* Exercise: Search the records below for the line containing "Exercise. Mark the bus rear". Write out that line and every line after it exactly as written.

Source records
____________________

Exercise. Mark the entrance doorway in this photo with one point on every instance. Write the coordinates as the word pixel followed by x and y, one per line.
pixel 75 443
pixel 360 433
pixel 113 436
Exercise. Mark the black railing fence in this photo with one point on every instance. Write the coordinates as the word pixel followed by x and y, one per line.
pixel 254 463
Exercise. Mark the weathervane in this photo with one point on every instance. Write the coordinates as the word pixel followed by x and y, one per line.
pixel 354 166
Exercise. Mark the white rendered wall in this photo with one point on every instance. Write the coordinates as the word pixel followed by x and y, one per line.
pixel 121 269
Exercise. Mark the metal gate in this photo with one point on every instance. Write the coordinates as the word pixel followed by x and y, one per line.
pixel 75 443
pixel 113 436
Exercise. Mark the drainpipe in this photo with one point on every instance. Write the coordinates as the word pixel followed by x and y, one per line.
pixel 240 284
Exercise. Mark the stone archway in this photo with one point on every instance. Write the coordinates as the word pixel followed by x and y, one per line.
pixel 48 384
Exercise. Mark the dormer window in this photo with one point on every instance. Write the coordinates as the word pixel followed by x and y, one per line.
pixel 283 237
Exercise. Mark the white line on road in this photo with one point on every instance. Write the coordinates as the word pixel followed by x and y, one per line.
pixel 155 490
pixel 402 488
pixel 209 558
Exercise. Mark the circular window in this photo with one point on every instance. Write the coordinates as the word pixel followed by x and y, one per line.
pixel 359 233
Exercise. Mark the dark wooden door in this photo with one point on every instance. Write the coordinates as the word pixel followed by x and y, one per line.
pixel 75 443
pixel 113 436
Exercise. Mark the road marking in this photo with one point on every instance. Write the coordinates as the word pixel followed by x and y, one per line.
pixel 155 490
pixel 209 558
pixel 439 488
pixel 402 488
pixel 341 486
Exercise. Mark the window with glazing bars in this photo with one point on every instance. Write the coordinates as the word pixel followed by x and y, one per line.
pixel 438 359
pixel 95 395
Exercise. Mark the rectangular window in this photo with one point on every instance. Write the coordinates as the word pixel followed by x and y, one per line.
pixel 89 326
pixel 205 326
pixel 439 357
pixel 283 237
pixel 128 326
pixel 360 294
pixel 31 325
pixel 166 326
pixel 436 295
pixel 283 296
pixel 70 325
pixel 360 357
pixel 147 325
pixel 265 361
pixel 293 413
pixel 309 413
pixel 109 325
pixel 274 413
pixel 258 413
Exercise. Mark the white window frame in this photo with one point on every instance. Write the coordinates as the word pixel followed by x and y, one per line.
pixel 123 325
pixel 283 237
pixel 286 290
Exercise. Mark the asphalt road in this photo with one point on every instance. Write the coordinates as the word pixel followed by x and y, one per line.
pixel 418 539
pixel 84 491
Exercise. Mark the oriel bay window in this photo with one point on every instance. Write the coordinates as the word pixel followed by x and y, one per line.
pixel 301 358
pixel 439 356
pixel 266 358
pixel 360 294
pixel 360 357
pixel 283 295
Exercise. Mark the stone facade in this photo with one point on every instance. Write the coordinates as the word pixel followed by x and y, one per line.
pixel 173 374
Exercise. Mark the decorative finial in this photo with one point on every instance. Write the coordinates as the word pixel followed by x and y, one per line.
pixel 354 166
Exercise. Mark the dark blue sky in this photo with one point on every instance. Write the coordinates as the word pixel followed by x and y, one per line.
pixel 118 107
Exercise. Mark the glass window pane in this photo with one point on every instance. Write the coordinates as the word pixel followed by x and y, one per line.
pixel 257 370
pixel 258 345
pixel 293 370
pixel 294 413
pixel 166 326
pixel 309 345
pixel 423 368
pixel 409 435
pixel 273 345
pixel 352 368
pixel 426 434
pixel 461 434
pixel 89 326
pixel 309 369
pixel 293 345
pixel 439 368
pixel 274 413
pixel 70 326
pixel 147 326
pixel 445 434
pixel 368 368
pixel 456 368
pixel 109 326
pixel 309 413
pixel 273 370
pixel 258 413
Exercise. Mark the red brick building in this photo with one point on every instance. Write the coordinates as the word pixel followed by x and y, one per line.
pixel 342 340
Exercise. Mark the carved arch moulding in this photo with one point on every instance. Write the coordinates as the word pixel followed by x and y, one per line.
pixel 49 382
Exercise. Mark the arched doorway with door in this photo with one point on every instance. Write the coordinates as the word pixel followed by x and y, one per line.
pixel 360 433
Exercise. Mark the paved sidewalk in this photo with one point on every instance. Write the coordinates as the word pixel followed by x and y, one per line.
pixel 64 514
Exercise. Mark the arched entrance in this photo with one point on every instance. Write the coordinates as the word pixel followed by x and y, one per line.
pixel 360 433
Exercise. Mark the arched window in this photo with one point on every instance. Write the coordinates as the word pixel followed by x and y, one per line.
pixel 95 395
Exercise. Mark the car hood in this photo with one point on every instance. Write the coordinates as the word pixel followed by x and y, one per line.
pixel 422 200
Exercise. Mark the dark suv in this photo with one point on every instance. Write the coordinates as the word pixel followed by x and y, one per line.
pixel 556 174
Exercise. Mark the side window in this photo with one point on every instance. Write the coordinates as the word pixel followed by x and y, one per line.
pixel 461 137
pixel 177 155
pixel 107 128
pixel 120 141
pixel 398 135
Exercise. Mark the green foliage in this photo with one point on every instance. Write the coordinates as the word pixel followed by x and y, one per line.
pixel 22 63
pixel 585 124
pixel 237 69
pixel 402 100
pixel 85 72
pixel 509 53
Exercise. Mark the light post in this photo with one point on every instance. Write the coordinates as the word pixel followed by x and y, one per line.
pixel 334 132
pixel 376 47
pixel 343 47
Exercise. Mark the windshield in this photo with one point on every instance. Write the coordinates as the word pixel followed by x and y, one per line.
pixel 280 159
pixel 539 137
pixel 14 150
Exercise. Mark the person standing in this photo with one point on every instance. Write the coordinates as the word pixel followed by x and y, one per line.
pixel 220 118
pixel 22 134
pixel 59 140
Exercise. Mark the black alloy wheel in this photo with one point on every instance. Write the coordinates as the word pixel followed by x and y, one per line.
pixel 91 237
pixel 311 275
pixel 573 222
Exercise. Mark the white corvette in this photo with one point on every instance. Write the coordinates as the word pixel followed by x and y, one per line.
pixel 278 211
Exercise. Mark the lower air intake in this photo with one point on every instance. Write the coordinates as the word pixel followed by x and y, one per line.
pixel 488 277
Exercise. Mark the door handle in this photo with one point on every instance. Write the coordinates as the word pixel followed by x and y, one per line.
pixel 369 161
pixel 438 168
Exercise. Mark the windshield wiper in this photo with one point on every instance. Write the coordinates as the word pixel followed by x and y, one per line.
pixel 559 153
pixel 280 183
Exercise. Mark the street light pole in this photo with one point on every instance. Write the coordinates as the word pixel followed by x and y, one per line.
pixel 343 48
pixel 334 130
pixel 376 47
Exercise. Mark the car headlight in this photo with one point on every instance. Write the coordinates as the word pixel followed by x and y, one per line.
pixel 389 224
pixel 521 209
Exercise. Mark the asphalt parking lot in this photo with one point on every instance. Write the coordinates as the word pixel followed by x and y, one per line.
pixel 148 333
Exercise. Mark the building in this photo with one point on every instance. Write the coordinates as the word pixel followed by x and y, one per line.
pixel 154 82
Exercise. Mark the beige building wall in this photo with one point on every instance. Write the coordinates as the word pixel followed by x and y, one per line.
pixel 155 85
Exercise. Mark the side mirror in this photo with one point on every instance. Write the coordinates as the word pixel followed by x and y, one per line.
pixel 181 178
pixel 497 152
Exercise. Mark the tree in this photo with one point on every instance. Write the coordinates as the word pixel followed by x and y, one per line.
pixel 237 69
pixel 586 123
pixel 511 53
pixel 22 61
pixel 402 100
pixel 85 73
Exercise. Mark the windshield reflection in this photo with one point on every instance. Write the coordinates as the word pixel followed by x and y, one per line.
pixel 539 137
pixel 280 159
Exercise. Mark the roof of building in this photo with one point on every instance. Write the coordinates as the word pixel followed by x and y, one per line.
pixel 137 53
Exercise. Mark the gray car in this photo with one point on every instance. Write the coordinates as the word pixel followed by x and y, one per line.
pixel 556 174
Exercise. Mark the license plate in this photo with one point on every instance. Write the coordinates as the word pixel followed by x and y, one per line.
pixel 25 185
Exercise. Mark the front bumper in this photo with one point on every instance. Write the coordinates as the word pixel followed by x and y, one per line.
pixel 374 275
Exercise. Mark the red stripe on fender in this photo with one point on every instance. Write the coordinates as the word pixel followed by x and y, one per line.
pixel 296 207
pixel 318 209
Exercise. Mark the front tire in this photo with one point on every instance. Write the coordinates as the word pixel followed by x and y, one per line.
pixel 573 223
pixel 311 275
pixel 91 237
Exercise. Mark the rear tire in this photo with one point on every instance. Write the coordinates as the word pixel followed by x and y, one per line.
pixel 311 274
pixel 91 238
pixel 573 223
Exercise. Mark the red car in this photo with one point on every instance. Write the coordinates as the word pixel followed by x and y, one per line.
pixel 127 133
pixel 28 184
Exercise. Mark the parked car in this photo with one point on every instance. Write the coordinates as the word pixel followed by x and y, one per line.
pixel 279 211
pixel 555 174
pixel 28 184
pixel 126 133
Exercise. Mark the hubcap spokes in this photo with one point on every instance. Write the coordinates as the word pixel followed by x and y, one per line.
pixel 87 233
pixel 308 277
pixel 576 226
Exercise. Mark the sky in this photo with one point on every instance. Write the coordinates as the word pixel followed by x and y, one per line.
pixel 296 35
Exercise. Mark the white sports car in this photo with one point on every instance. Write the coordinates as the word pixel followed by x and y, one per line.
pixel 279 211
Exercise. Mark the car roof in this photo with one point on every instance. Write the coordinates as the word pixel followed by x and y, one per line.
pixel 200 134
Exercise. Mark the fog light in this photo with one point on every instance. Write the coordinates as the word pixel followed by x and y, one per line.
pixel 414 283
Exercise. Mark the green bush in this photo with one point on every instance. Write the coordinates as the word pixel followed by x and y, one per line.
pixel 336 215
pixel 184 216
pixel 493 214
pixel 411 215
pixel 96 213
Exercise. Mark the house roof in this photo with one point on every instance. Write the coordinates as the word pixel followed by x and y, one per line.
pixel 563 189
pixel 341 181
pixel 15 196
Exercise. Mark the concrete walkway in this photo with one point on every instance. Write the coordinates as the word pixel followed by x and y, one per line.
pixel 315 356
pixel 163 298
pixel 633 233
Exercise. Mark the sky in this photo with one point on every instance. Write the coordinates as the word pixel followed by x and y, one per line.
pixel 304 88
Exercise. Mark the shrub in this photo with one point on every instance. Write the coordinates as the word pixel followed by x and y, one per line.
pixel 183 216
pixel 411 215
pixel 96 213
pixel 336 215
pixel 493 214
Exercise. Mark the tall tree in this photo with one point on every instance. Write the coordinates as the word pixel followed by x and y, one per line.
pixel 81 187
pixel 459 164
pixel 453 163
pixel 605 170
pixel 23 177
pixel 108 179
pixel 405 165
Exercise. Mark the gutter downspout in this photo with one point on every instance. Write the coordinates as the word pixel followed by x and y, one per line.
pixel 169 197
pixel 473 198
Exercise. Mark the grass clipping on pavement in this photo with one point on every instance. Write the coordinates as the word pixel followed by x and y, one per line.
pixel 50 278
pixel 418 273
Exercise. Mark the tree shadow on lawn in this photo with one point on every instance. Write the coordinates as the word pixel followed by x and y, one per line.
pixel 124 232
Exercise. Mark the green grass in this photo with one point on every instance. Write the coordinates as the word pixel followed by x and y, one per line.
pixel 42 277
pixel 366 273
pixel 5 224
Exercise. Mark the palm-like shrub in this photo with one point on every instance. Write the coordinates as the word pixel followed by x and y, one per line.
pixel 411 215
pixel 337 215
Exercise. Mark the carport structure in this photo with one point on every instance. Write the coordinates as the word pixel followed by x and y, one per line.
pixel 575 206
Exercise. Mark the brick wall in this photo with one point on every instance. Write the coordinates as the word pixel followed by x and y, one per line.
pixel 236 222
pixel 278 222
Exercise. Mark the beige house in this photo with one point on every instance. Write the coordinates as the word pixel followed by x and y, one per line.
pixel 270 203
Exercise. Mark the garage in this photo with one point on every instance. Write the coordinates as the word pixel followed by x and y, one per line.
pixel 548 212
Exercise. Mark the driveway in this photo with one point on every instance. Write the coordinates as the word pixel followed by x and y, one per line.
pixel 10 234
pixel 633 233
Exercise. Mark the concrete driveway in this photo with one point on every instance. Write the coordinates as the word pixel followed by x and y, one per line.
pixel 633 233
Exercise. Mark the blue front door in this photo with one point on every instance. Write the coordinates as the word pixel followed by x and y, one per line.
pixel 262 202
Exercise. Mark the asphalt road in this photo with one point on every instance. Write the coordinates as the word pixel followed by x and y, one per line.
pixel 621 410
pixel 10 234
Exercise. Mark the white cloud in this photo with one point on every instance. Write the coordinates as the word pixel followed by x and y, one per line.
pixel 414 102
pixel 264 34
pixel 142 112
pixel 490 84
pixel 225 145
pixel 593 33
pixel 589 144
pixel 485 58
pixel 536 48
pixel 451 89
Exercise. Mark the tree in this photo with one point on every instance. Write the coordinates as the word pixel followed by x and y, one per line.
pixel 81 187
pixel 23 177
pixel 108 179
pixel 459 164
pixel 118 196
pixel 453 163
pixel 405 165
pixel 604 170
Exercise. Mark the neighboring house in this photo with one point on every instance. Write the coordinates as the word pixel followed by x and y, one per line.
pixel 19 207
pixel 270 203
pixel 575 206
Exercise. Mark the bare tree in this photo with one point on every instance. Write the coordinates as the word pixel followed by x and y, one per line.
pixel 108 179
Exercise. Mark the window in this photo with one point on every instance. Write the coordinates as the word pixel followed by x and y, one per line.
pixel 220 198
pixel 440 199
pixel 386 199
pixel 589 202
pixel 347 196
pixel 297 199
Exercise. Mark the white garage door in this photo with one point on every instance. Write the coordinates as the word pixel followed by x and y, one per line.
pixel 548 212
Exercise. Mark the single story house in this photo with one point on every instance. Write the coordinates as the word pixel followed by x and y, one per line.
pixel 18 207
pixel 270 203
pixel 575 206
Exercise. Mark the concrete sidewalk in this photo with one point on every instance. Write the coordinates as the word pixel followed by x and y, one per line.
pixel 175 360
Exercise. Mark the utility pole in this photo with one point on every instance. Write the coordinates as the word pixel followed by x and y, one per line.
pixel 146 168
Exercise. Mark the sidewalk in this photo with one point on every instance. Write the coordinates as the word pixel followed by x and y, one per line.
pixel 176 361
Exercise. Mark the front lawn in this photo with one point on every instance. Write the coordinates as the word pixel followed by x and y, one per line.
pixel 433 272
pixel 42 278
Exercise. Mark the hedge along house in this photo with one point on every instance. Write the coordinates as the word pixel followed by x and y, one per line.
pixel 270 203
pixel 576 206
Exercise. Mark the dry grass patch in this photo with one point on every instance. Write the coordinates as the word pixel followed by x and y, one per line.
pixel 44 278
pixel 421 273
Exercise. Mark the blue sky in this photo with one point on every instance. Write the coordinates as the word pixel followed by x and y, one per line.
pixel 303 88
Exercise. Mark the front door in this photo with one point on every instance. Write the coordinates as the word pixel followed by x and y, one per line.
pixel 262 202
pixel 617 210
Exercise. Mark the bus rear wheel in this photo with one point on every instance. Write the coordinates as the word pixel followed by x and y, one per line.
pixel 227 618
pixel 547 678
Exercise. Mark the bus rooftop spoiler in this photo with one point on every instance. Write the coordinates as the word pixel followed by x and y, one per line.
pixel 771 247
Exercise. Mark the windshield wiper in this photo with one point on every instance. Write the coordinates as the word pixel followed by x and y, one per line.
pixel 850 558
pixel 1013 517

____________________

* Output of the exercise:
Exercise. Mark the bus rear wheel in this photo with one point on every instance. Write the coordinates as the word pixel followed by x and y, one per line.
pixel 227 618
pixel 547 678
Exercise. Mark the bus rooftop spoiler in this photo with one point on every instance. Write the coordinates as the word pixel followed by x and y, one per line.
pixel 771 247
Exercise. Mark the windshield wiper in this photo with one point on every instance. Write the coordinates as the word pixel followed by x and y, one per line.
pixel 850 558
pixel 1013 517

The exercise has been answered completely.